[Begin Text extract]

Ion Conduction in Microphase-Separated Block Copolymer Electrolytes
Microphase separation of block copolymers provides a promising route towards engineering a mechanically robust ion conducting film for electrochemical devices. The separation into two different nano-domains enables the film to simultaneously exhibit both high ion conductivity and mechanical robustness, material properties inversely related in most homopolymer and random copolymer electrolytes. To exhibit the maximum conductivity and mechanical robustness, both domains would span across macroscopic length scales enabling uninterrupted ion conduction. One way to achieve this architecture is through external alignment fields that are applied during the microphase separation process. In this review, we present the progress and challenges for aligning the ionic domains in block copolymer electrolytes. A survey of alignment and characterization is followed by a discussion of how the nanoscale architecture affects the bulk conductivity and how alignment may be improved to maximize the number of participating conduction domains.

[End Text extract]

_Problems to solve_:
• 1. Using the abstract on ion conduction in block copolymer electrolytes, decide whether each statement agrees with it. Answer yes or no for each, and quote the words that settle it. (a) High ion conductivity and mechanical robustness are inversely related in most homopolymer and random copolymer electrolytes. (b) External alignment fields are applied after the microphase separation process is complete. (c) The review covers only the progress made in aligning the ionic domains.
• 2. According to the abstract on ion conduction in block copolymer electrolytes, what does microphase separation of block copolymers provide?
The listing after this point comes from a separate, unrelated source.

[Begin Listing]

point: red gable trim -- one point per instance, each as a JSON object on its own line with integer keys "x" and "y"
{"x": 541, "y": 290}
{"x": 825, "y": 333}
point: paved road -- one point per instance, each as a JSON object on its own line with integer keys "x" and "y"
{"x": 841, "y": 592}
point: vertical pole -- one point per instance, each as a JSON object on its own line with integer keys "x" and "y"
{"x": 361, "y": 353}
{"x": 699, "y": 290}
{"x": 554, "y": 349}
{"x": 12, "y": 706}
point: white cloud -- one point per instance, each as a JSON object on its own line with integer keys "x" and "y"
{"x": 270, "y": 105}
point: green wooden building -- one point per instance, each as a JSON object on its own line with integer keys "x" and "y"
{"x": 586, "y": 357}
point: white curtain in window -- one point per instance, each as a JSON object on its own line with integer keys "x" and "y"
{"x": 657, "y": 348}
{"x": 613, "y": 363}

[End Listing]

_Exercise responses_:
• 1.
(a) Yes: "material properties inversely related in most homopolymer and random copolymer electrolytes."
(b) No: "external alignment fields that are applied during the microphase separation process."
(c) No: "we present the progress and challenges for aligning the ionic domains."

• 2. It provides a promising route towards engineering a mechanically robust ion conducting film for electrochemical devices.